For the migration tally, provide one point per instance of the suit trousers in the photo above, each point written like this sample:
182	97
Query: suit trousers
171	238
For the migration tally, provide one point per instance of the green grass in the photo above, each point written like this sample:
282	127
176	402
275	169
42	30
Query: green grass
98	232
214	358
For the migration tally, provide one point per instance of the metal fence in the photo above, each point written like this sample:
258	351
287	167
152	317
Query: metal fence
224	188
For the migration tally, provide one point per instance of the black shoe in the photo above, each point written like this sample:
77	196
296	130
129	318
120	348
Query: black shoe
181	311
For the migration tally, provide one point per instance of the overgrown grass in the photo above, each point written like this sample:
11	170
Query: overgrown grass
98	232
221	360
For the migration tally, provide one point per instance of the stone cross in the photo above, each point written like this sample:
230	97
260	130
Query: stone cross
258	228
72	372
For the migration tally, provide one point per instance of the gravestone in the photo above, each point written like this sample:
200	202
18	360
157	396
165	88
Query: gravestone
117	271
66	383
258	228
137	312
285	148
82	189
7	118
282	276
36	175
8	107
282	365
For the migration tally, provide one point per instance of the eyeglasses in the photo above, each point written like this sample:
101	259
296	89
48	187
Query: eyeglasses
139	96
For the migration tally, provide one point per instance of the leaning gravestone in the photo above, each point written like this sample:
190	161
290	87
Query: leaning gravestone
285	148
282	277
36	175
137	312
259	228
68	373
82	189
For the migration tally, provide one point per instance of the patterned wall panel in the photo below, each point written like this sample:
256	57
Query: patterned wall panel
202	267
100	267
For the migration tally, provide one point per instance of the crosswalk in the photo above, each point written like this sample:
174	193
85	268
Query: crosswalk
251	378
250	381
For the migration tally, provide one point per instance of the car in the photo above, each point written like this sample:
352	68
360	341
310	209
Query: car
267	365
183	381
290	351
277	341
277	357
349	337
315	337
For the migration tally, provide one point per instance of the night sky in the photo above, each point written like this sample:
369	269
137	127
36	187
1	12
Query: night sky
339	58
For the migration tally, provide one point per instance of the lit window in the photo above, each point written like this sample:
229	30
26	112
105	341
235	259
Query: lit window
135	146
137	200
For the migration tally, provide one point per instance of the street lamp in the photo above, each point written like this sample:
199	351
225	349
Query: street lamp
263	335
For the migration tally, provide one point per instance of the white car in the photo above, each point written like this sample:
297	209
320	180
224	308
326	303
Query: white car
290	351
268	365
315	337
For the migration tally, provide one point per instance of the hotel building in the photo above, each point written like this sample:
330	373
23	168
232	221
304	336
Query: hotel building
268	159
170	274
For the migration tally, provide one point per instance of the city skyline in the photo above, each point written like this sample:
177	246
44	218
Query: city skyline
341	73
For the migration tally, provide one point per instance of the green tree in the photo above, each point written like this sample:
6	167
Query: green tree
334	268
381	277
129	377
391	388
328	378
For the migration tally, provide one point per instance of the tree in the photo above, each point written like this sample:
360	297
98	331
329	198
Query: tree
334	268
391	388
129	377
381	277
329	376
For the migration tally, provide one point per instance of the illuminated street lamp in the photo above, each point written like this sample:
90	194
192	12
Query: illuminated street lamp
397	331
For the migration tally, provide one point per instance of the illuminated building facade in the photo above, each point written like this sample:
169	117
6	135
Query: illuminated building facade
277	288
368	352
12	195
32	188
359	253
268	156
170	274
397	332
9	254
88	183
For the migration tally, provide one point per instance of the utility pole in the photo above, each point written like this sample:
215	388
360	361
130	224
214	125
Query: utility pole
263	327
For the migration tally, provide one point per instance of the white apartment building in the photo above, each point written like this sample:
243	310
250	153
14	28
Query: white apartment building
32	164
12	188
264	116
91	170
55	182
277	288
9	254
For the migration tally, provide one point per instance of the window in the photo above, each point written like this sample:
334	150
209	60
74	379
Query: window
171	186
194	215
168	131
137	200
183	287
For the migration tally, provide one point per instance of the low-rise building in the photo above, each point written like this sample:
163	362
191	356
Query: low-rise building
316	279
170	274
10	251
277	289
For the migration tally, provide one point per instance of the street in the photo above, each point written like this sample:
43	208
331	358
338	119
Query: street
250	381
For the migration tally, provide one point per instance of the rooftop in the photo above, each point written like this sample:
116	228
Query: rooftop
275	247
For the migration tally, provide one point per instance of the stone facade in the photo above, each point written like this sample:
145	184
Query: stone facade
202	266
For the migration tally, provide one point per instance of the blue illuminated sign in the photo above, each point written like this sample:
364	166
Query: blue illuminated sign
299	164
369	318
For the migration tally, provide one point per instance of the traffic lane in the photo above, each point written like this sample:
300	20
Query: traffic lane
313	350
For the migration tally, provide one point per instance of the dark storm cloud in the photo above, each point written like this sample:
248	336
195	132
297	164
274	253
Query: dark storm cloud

= = =

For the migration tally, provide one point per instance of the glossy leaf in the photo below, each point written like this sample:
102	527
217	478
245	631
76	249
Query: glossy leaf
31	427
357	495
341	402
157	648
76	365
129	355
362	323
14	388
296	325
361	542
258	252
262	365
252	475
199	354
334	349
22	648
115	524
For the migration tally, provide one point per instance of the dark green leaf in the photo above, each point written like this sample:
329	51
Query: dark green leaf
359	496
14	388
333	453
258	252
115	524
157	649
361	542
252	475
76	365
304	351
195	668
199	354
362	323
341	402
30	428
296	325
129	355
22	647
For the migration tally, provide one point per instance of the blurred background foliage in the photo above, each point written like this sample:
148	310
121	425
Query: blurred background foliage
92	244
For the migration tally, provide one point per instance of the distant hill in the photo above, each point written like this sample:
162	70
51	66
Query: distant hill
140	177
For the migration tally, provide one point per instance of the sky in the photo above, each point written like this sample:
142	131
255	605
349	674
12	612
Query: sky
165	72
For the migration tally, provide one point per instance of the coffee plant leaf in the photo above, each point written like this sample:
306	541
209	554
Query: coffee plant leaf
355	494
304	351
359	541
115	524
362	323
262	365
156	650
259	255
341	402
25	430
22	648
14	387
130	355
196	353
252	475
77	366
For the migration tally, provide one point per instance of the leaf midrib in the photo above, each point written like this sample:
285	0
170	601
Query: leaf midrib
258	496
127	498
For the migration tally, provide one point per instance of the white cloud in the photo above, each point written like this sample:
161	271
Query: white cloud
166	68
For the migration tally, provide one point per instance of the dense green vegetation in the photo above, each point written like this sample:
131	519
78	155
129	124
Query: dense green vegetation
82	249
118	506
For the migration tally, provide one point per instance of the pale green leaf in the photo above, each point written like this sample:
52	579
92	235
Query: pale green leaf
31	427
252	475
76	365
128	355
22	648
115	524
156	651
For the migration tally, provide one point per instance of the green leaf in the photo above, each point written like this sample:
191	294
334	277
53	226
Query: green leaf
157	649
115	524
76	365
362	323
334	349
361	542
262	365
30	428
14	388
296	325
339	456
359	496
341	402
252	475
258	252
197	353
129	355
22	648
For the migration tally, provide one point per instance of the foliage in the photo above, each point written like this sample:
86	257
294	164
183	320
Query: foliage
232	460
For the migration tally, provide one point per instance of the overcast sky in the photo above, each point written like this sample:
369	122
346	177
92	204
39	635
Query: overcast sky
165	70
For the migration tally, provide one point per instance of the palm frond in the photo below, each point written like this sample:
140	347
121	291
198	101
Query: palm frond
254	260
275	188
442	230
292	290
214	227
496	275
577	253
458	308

= = =

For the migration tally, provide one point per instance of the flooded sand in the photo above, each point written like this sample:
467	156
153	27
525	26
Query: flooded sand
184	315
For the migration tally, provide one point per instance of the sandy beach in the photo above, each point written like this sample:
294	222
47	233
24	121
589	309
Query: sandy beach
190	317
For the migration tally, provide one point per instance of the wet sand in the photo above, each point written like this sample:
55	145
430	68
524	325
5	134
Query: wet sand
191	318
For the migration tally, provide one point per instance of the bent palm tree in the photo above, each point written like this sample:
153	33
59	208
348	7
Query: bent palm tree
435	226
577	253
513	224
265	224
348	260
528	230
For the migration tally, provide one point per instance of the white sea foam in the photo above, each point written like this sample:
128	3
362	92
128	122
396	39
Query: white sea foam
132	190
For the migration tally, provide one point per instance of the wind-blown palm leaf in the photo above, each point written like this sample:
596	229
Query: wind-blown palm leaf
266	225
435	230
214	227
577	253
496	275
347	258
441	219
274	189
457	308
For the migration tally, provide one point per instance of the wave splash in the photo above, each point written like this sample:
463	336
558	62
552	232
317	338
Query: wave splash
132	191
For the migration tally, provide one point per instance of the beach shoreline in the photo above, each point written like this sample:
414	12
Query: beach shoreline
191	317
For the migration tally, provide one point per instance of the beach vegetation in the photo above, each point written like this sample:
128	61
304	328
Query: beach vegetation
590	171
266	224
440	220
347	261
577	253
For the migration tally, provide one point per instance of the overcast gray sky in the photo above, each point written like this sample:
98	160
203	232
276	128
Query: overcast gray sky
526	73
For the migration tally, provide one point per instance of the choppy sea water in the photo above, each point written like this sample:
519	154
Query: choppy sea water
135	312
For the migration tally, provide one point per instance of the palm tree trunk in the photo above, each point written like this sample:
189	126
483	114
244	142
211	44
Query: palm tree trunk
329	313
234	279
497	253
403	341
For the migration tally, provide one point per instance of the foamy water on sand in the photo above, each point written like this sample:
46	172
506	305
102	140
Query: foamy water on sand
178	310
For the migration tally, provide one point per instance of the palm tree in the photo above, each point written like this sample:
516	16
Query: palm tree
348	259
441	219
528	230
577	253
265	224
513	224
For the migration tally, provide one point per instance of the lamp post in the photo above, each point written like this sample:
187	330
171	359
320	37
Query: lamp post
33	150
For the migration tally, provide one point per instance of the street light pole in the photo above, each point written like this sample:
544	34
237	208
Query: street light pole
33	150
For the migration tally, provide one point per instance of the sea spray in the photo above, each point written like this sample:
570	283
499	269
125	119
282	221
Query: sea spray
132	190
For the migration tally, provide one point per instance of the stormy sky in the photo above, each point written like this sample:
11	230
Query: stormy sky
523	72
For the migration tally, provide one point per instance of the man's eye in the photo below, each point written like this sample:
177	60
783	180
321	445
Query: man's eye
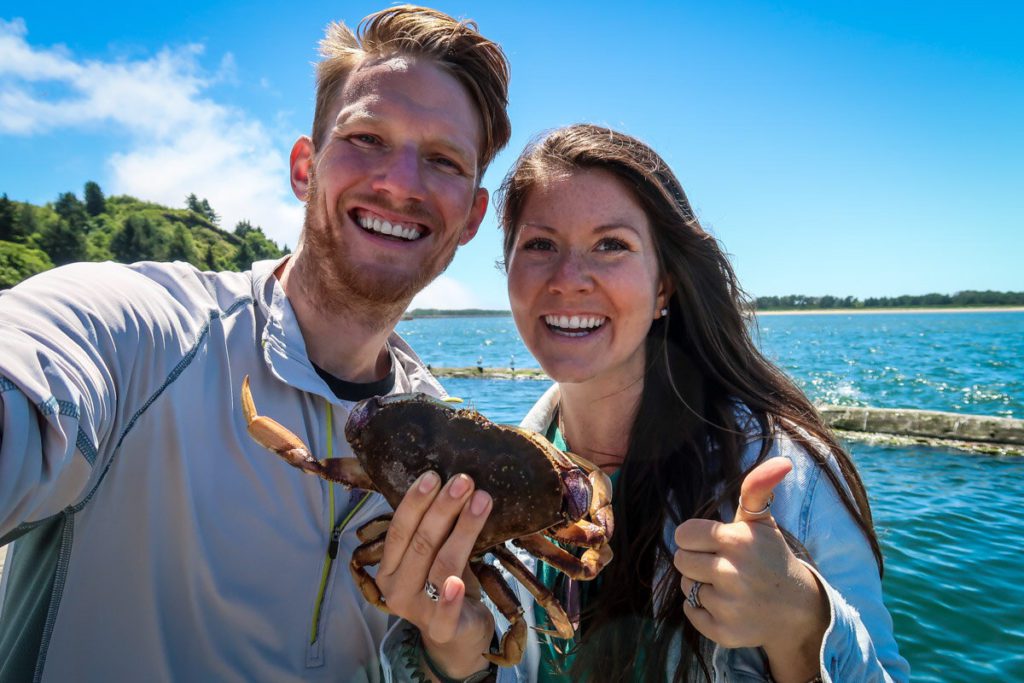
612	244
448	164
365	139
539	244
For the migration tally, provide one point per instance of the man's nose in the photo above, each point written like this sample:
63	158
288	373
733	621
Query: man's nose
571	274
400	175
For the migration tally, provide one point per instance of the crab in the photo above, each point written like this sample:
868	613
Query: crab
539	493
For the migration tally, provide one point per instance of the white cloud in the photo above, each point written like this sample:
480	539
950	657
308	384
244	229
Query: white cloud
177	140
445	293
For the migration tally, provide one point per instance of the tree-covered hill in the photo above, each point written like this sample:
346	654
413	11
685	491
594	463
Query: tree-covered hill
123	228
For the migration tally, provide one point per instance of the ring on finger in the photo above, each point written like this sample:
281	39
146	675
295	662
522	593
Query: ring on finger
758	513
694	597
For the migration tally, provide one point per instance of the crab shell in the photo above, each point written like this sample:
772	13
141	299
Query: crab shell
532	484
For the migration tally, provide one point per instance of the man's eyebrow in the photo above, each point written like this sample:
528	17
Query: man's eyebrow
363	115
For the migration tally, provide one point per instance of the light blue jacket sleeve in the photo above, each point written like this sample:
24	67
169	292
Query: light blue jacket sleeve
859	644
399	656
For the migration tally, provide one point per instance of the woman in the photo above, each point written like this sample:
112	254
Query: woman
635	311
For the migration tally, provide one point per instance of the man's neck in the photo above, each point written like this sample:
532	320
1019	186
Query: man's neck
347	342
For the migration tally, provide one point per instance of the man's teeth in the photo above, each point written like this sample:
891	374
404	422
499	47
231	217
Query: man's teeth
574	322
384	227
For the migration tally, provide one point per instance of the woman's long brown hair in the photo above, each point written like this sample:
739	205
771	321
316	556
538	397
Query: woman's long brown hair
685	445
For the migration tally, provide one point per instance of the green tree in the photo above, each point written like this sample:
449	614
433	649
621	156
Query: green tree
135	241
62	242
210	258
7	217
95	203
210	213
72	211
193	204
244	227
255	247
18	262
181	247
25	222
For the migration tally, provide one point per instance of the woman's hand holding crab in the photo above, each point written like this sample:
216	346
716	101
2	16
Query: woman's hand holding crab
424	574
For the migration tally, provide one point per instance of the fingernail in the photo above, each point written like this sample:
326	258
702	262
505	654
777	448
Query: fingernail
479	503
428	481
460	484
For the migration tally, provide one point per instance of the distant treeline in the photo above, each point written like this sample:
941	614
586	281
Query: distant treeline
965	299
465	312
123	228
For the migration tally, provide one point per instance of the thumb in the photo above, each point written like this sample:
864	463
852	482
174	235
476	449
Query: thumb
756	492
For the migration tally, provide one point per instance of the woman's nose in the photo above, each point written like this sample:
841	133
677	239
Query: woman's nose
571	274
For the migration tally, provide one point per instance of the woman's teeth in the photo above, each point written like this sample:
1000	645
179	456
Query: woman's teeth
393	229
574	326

= = =

• Task prompt:
Echo back, unchanged, every line from the one containing "of the traffic" to the one containing "Query: dark storm cloud", including both of those lines.

• Written answer:
For the migration tally, provide one point per instance of the traffic lane in the photo above, each point written like this sample:
300	20
Query: traffic lane
313	350
For the migration tally, provide one point per instance of the dark storm cloud in the photo above, each point written like this sample:
248	336
195	132
297	164
274	253
Query: dark storm cloud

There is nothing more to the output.